■ Text provided ■
For an encore, the Orchestra “launched into Shosholoza, a beloved standard that functions as a second national anthem for South Africa. The orchestra players set aside their instruments and belted out the first verse through their voices alone, to the rousing support of the audience. When the chorus came in, bedlam broke out all over again. Dancing! Singing! Bigger dancing, and bigger singing! When it was over we got the biggest roar of them all — and that’s saying something.”

When Chamberlain and the other Minnesota singers thought the concert had ended, some of the male singers in the Gauteng Choristers “started to belt out a song of their own. Soon, all the South African singers caught the tune, and in voices again geared to shake the earth and rattle the heavens, began singing and dancing us off the stage in a completely unscripted kind of exit music, to the continued cheers of the audience. It was remarkable. The orchestra members, in the process of putting their instruments away, stopped with wide-eyed amazement and dived for their cellphones to snap pictures.”

■ Data extract ■
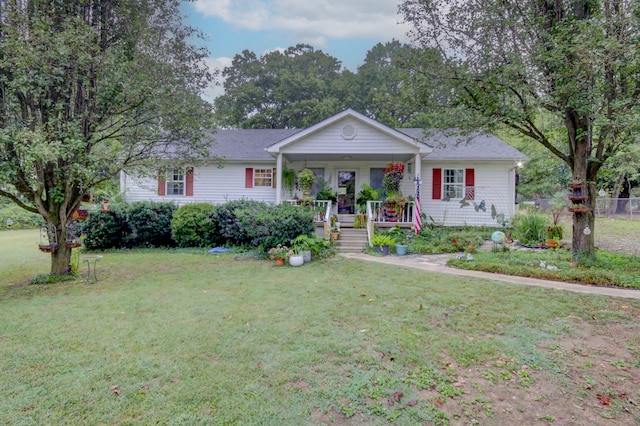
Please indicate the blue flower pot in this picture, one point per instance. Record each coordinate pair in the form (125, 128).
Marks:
(401, 249)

■ Direction ■
Pick up the account of the South Africa concert with the Gauteng Choristers after its last sentence and continue it. The data play no part in what comes next.

■ Result ■
“We in the Chorale had no idea about what the words were, but hey … when we find ourselves in a midst of a musical after-party, we learn fast and join right in. Soon we were singing as well, slowly working our way off stage. But the singing didn’t stop. To our astonishment, our South African peers enveloped us and began marching with us outside the building, and around the church in a musical parade that lasted about 15 minutes. People on the outside rushed forward and joined in the song, reaching in through the fence to give us high fives as we danced across the grounds.”

Scott concluded, “I have never felt so much joy, so much pure, unadulterated joy. Music did that. Music brought us together, wiped out any petty distinctions among us, and for a moment made us one, wonderful family. The universal joy envisioned in Beethoven’s Ode to Joy became real — right there in Soweto.”

Thank you, Scott Chamberlain, for this enthralling and inspiring report.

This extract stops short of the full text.